Would you repeat word for word the lines of the listing that follows, from the one with "Definition of the keypoint: for every instance of the blonde" up to and including the one with "black calculator, imagine", and leave out the images?

________________

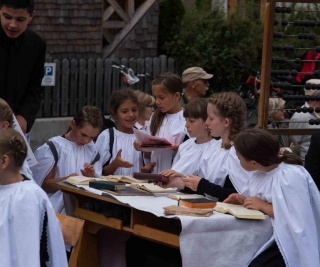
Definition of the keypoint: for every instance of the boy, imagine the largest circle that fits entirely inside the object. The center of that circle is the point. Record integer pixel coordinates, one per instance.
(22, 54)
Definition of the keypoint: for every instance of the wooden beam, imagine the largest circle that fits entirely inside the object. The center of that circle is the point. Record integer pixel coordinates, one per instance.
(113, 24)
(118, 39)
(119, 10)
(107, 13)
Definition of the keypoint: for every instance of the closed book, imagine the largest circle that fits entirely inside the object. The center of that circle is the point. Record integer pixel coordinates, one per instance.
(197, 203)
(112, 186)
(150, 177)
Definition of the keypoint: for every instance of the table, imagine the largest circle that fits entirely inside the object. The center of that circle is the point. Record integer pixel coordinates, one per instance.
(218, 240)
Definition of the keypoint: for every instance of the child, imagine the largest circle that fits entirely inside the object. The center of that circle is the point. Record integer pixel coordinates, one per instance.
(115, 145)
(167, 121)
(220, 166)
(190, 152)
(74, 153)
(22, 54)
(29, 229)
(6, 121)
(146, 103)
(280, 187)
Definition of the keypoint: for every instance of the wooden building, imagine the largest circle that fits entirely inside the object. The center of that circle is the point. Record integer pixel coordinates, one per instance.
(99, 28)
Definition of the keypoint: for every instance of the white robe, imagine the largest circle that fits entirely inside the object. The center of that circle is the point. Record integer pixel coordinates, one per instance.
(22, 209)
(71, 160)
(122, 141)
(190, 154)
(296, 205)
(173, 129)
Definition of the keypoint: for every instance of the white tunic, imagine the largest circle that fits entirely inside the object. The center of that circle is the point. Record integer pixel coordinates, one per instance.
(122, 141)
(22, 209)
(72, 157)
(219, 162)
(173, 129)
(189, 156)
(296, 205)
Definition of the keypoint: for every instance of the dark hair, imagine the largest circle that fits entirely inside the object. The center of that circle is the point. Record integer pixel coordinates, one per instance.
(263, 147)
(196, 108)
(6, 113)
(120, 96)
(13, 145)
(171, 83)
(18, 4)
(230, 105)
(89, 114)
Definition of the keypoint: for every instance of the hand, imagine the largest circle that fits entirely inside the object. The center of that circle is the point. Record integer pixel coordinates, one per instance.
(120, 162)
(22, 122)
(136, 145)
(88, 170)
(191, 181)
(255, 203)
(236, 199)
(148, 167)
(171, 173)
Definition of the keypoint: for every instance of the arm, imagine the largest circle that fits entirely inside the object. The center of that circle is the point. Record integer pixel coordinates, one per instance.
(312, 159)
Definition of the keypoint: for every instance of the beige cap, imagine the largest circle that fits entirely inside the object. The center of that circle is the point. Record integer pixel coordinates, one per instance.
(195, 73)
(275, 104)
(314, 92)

________________

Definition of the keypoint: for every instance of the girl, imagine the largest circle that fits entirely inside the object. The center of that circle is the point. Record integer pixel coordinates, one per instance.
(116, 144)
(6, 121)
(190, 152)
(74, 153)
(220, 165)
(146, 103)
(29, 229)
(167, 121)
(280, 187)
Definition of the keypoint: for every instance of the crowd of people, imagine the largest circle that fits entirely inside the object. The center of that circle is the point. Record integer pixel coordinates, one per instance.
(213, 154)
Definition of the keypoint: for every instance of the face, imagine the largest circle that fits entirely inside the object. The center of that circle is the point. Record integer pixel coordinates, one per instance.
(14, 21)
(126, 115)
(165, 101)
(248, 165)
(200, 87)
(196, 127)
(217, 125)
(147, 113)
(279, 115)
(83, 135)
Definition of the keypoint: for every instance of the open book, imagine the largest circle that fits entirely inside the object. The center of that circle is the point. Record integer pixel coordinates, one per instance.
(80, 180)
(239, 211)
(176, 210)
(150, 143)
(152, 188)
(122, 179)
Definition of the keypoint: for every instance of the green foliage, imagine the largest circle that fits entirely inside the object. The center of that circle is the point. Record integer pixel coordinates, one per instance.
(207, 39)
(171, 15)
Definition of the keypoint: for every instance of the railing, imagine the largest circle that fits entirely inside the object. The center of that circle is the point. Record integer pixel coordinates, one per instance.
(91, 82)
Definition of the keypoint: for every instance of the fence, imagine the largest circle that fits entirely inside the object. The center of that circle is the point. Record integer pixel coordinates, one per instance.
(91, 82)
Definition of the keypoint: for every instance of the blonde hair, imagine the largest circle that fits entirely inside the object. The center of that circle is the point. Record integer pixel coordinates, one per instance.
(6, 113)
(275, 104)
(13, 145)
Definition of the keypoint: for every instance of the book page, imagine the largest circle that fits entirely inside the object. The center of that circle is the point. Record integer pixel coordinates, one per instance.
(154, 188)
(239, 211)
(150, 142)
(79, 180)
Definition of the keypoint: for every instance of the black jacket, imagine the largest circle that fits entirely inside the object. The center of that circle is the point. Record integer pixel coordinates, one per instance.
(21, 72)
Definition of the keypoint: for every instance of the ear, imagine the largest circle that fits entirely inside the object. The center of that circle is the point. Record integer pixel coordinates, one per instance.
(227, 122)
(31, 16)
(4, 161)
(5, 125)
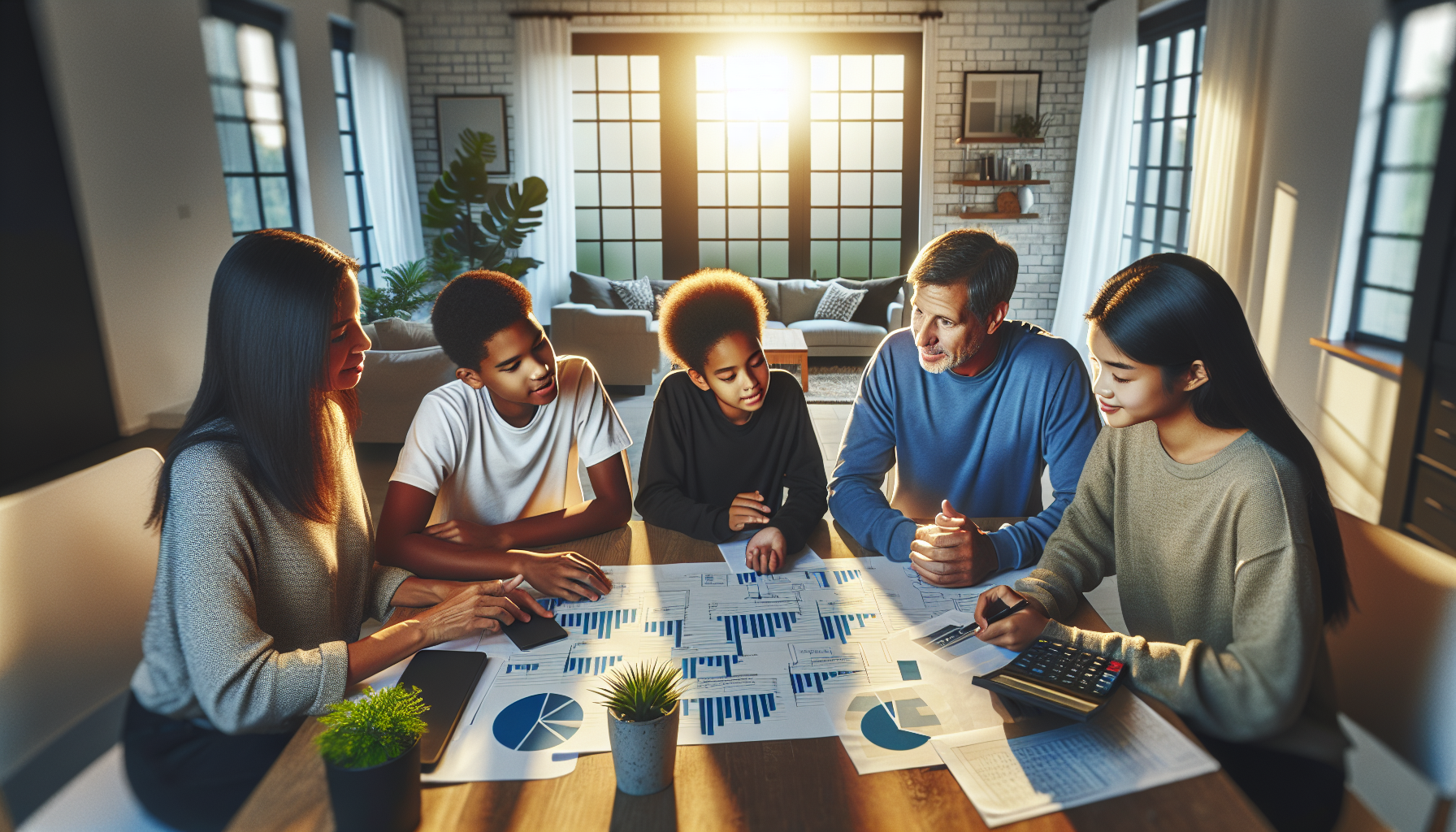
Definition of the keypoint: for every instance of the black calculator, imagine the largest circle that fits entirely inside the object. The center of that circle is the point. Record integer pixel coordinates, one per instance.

________________

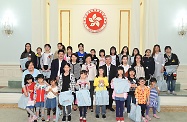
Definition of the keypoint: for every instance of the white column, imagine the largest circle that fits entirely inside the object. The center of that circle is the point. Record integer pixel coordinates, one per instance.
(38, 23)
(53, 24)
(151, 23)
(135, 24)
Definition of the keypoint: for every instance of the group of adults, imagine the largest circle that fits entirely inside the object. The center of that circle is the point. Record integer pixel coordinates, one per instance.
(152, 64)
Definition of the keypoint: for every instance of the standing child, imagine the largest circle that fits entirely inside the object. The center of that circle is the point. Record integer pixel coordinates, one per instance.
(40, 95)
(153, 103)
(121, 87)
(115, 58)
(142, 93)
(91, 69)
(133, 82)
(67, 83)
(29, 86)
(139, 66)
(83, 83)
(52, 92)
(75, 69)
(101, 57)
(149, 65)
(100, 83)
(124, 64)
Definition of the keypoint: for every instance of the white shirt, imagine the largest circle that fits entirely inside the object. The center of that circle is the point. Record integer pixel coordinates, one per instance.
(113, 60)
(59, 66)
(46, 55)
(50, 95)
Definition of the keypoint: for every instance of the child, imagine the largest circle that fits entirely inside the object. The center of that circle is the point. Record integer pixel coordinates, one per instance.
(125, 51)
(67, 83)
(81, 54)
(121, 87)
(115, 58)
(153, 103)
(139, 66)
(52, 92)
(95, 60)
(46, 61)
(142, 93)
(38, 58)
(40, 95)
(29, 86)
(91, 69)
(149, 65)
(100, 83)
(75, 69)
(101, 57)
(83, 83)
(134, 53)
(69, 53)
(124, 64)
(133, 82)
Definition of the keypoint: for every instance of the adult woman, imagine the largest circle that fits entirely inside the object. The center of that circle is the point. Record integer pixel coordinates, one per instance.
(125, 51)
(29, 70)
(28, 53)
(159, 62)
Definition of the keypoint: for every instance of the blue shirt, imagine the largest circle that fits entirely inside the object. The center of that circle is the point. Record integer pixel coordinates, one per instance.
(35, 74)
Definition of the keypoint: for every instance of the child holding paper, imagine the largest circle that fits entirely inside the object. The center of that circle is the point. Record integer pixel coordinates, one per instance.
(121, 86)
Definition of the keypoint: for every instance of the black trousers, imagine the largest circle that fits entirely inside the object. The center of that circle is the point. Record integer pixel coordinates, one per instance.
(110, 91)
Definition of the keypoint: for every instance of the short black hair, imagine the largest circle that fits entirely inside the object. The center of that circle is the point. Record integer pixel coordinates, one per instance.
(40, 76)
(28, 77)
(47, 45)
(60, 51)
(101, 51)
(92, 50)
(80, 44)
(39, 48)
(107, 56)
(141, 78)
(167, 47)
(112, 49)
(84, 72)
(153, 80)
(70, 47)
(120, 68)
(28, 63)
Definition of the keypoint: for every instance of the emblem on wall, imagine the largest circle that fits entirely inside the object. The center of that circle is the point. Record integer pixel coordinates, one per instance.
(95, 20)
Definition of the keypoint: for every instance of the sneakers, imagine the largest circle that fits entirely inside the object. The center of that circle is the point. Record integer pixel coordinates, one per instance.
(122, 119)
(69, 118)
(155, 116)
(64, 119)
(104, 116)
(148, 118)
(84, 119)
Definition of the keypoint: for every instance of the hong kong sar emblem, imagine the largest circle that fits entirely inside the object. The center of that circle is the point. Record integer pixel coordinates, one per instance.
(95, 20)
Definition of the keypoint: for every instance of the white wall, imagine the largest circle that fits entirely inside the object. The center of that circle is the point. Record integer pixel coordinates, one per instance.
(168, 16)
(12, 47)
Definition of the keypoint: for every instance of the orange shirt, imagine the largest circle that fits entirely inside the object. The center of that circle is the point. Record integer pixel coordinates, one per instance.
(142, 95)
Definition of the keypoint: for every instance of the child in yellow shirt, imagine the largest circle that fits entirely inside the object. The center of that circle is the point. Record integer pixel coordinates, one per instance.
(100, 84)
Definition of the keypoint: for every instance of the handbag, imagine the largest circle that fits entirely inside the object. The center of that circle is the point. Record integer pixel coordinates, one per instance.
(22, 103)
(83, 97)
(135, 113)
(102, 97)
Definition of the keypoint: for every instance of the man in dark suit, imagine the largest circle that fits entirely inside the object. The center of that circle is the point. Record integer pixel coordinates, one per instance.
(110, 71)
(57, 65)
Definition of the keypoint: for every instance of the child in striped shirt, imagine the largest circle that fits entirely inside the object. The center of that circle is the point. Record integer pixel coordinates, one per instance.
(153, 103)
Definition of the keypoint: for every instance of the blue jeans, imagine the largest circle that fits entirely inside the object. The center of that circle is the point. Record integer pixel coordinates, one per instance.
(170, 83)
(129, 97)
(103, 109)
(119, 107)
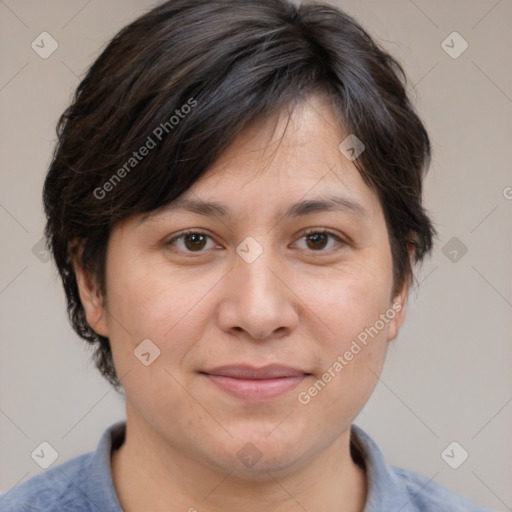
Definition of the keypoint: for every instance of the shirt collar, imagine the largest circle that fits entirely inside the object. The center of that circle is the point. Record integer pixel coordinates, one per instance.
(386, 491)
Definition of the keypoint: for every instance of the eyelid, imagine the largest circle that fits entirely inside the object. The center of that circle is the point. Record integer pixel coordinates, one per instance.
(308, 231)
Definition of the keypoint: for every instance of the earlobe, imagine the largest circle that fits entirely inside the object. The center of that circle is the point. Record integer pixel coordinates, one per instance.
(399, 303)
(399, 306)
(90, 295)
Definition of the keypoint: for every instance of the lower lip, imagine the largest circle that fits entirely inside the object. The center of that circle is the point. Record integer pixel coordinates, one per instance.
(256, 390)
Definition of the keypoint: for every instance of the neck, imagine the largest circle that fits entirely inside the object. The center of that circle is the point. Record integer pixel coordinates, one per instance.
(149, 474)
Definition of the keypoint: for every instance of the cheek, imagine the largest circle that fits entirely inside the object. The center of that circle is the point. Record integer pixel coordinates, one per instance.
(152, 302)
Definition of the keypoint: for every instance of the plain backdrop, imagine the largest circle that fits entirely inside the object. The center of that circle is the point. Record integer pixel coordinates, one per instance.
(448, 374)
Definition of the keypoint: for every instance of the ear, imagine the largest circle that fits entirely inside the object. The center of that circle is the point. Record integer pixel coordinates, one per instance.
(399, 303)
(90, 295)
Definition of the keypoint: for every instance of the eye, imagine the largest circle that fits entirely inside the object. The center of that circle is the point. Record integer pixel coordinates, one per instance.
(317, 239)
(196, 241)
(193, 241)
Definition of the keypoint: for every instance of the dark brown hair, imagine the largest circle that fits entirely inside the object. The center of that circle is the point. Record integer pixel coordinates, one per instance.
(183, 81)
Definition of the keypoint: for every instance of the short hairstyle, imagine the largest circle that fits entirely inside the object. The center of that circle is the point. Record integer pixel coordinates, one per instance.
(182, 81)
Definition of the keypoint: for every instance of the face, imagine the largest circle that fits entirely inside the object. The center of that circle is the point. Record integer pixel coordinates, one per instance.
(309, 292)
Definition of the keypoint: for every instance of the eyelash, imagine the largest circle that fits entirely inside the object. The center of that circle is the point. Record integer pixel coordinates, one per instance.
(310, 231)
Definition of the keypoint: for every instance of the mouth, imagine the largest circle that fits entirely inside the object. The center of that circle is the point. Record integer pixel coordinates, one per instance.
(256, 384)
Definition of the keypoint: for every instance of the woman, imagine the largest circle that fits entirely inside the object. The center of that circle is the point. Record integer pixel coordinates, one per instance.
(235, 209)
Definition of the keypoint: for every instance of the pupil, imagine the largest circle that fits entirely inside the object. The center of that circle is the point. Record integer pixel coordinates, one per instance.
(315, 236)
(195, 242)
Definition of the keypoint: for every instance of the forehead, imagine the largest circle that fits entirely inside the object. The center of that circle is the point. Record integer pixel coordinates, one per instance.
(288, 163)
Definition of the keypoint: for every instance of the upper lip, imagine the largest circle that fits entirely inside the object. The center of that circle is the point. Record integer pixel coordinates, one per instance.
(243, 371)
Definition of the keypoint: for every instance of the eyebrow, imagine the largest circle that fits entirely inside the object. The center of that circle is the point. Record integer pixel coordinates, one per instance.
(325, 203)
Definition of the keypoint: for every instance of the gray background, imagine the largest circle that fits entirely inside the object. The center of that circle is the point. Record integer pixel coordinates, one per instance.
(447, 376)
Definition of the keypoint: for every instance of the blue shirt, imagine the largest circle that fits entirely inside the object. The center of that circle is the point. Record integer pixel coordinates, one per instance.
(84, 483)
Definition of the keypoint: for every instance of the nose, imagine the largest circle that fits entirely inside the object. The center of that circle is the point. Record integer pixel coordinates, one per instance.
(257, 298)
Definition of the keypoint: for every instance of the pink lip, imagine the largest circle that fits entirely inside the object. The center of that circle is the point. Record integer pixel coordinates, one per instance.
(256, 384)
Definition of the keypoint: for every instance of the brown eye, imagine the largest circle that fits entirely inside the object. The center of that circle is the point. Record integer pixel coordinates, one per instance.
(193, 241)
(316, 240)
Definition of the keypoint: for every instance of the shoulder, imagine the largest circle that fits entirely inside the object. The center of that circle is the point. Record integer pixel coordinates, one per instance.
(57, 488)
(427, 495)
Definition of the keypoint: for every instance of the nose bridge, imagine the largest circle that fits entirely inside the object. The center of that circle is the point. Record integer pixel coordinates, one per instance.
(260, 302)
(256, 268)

________________

> TASK ANSWER:
Definition of the keypoint: for every instance of the blonde hair, imagine the largest circle that fits entirely inside the object. The center of that circle is the point. Record integer pixel coordinates, one per instance.
(6, 113)
(275, 104)
(13, 145)
Definition of the keypoint: for every instance of the book page, imagine the largest circle that fits entirely inside the object. The center of that circle is the point. Record integer pixel coordinates, one per instance.
(154, 188)
(239, 211)
(150, 142)
(79, 180)
Definition of the keypoint: for every instance of the black jacket, imagine the largest circle that fits entirely inside the object. The center of that circle is the point. Record integer pixel coordinates, one per instance.
(21, 72)
Definition of the keypoint: for every instance of the ear, imagine the largest circle that fits entirely inside the object. The center of that circle is the point. Record integer pixel coordinates, one per instance.
(227, 122)
(31, 16)
(4, 161)
(5, 125)
Definition of the keypoint: for every instance of the black calculator, imagine the largest circle that fits entirely inside the object. The center of that circle is the point. Record integer pixel coordinates, one per instance.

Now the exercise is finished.